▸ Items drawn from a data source
#####
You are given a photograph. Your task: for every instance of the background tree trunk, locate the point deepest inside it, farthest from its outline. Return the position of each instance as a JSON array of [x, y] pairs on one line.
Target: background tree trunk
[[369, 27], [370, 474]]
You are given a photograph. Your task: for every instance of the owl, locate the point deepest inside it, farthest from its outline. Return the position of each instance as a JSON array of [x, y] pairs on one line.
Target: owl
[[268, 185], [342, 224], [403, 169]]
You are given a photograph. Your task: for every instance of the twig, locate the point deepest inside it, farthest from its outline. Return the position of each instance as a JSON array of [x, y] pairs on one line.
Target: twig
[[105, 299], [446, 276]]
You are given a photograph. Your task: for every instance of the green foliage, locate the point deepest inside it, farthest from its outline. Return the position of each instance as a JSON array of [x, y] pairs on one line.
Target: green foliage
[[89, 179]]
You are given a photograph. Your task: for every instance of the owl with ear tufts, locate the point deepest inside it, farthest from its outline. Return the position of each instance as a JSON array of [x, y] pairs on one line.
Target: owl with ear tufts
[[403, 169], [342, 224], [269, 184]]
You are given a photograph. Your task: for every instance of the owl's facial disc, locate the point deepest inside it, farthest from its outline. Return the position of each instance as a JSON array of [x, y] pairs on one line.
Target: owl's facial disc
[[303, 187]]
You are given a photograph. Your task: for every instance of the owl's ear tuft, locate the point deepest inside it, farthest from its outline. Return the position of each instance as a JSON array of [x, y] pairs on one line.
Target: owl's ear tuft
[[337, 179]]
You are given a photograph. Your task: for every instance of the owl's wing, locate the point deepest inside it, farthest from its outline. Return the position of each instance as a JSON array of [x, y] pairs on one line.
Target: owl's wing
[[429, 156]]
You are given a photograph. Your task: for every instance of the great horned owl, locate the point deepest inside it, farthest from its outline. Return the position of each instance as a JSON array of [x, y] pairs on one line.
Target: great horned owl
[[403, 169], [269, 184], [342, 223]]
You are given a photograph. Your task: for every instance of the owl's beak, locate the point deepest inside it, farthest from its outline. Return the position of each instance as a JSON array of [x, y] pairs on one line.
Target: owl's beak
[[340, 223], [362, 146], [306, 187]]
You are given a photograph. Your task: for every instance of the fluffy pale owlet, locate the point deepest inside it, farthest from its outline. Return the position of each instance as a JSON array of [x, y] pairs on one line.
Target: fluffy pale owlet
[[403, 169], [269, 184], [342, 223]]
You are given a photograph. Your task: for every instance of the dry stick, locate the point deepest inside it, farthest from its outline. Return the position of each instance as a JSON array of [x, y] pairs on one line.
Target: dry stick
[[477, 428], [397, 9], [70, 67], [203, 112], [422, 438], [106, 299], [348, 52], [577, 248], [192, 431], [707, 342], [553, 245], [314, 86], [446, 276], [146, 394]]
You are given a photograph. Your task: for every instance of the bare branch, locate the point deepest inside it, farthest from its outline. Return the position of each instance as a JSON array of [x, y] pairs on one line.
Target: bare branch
#####
▸ Given problem
Reproduce every one of the records above line for line, changing no character.

▸ Solved exercise
You are given a photograph. Your task: for every instance of the background tree trunk, locate the point deepest inside it, farthest from its outline. Return the position of each instance as a JSON array of [x, y] pairs on one line.
Target: background tree trunk
[[369, 27], [370, 474]]
You are given a photograph. Your task: for every instance of the owl, locate the point deepest inside it, farthest from its outline. Return the position of each instance as a JSON array of [x, y] pairs on one line.
Target: owl
[[268, 185], [342, 224], [403, 169]]
You are given a photograph. Your task: for every instance of the twig, locate the point deepest inside it, farthest from its outline. Return the position of each instance as a JSON array of [x, y] pairs on one line.
Target: twig
[[105, 299], [446, 276]]
You are given a photograph. Your task: for every instance of the green foliage, locate the point deepest inside it, farthest from its outline. Return the position of each instance as a JSON array of [x, y] pairs on one line.
Target: green foliage
[[89, 179]]
You are given a photograph. Your task: for every instance of the owl with ear tufts, locate the point deepest inside it, farthest from its outline. Return the position of each instance as a JSON array of [x, y] pairs on one line.
Target: owl with ear tufts
[[403, 169], [342, 224], [269, 184]]
You are given a photograph. Your task: for every instance of the owl's facial disc, locate the point deepest inside it, farthest from its outline. Return the position of each instance as a JSON array of [x, y] pairs on one line.
Target: owl's facial disc
[[303, 187]]
You are given a photograph. Your task: for every instance of the owl's ear tuft, locate the point deepest inside it, farthest from its outline. Return the position of each instance as a JSON array of [x, y] pairs on one line.
Target: owl's ear tuft
[[337, 179]]
You are given a photograph. Your task: for every instance of the owl's wing, locate the point deepest inside it, farthest from its outline. Return the position of each instance as a JSON array of [x, y] pairs on one line.
Target: owl's wing
[[429, 156]]
You are given a photograph. Your task: for every instance of the great horned owl, locate the point deepest inside it, farthest from its outline. Return the position of each instance as a JSON array of [x, y] pairs on one line.
Target: great horned owl
[[403, 169], [269, 184], [342, 223]]
You are given a photograph. Your task: for every instance of the owl's beak, locate the point deepest inside it, farthest from its outline. Return the position of each instance as a JSON array of [x, y] pairs on one line.
Target: owl's beak
[[340, 223], [362, 146], [306, 187]]
You are given a photograph. Your task: for every instance of the fluffy pale owlet, locate the point deepest inside it, farthest from its outline. Return the position of each instance as a JSON array of [x, y] pairs on one line.
Target: fluffy pale owlet
[[403, 169], [269, 184], [342, 223]]
You are given a photograph. Your task: for every instance of the dry stick, locate the point deepest inside it, farthest from its outline. Return the position of each instance as a JSON array of [x, y] pairs on one line.
Target: dry stick
[[477, 428], [397, 9], [70, 67], [203, 112], [422, 438], [106, 299], [348, 52], [577, 248], [192, 431], [707, 342], [553, 245], [314, 86], [446, 276], [146, 394]]
You are given a photograph. Your task: for every instance of the bare branch, locate the point deepest inside it, farthest from its outline. Return the position of each instance as a JSON array of [x, y] pairs on one line.
Target: bare branch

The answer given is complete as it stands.